◆ Text block
◇ ◇ ◇ ◇

Example 1: Let $\vec{F}$ be the force acting on a particle having a position vector $\vec{r}$ and $\vec{T}$ be the torque of this force about the origin. Then

1) $\vec{r} \cdot \vec{T}=0$ and $\vec{F} \cdot \vec{T} \neq 0$
2) $\vec{r} \cdot \vec{T} \neq 0$ and $\vec{F} \cdot \vec{T}=0$
3) $\vec{r} \cdot \vec{T} \neq 0$ and $\vec{F} \cdot \vec{T} \neq 0$
4) $\vec{r} \cdot \vec{T}=0$ and $\vec{F} \cdot \vec{T}=0$

Solution:

We know that $\vec{\tau}=\vec{r} \times \vec{f}$
The angle between $\mathrm{\tau}$ and $\mathrm{F}$ is $90^{\circ}$ and between $\mathrm{\tau}$ and $\mathrm{r}$ is 900 for example, if we take the dot product between two vectors as $\theta=90^{\circ} \Longrightarrow \cos \theta=\cos 90^{\circ}=0$
$
\begin{aligned}
& \vec{r} \cdot \vec{\tau}=\vec{r} \cdot(\vec{r} \times \vec{f})=0 \\
& \therefore \vec{f} \cdot \vec{\tau}=\vec{f} \cdot(\vec{r} \times \vec{f})=0
\end{aligned}
$

Hence, the answer is option (4).

Example 2: A force of $-F \hat{k}$ acts on $\mathrm{O}$, the origin of the coordinate system. The torque about the point $(1,-1)$ is :
1) $-F(\hat{i}-\hat{j})$
2) $F(\hat{i}-\hat{j})$
3) $-F(\hat{i}+\hat{j})$
4) $F(\hat{i}+\hat{j})$

Solution:

Torque -

$\vec{\tau}=\vec{r} \times \vec{F}$
wherein
This can be calculated by using either $\tau=r_1 F$ or $\tau=r \cdot F_1$ $r_1=$ perpendicular distance from the origin to the line of force.
$F_1=$ component of force perpendicular to line joining force.
given $\vec{\tau}=\vec{r} \times \vec{F}$
$
\begin{aligned}
& \vec{F}=-F \hat{k}, \vec{r}=\hat{i}-\hat{j} \\
& \therefore \quad \vec{r} \times \vec{F}=\left|\begin{array}{ccc}
\hat{i} & \hat{j} & \hat{k} \\
1 & -1 & 0 \\
0 & 0 & -F
\end{array}\right| \\
& =\hat{i} F-\hat{j}(-F)=F(\hat{i}+\hat{j})
\end{aligned}
$

Hence, the answer is option (4).

Example 3: A force of 40 N acts on a point B at the end of an L-shaped object, as shown in the figure. The angle θ that will produce the maximum moment of the force about point A is given by :

1) $\tan \theta=\frac{1}{2}$
2) $\tan \theta=2$
3) $\tan \theta=4$
4) $\tan \theta=\frac{1}{4}$

Solution:

Torque

$
\underset{\tau}{\vec{r}}=\underset{F}{\rightarrow}
$
wherein
This can be calculated by using either $\tau=r_1 F$ or $\tau=r \cdot F_1$
$r_1=$ perpendicular distance from the origin to the line of force.

◇ ◇ ◇ ◇

◆ Material
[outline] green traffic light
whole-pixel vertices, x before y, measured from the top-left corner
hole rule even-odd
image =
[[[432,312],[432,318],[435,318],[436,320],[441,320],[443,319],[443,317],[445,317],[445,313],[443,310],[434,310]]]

◇ ◇ ◇ ◇

◆ Challenge A
Translate into Spanish this sentence from the torque worked examples: "A force of 40 N acts on a point B at the end of an L-shaped object, as shown in the figure."
◆ Challenge B
In the torque worked examples, what torque does the solution to Example 2 arrive at?
◆ Challenge C
Extend the torque worked examples, picking up directly after their final line.

◆ Reply A
Una fuerza de 40 N actúa sobre un punto B en el extremo de un objeto en forma de L, como se muestra en la figura.

◆ Reply B
$F(\hat{i}+\hat{j})$, which is option (4).

◆ Reply C
$F_1$ = component of force perpendicular to line joining force.
torque about $\mathrm{A}=\tau_A=(F \cos \theta) \cdot 4+(F \sin \theta) \cdot 2$
for maximum torque
$
\frac{d \tau_A}{d \Theta}=0
$
or $\quad 4 f(-\sin \theta)+2 f \cos \theta=0$
$
2 \sin \theta=\cos \theta \text { or } \tan \theta=\frac{1}{2}
$

Hence, the answer is option (1).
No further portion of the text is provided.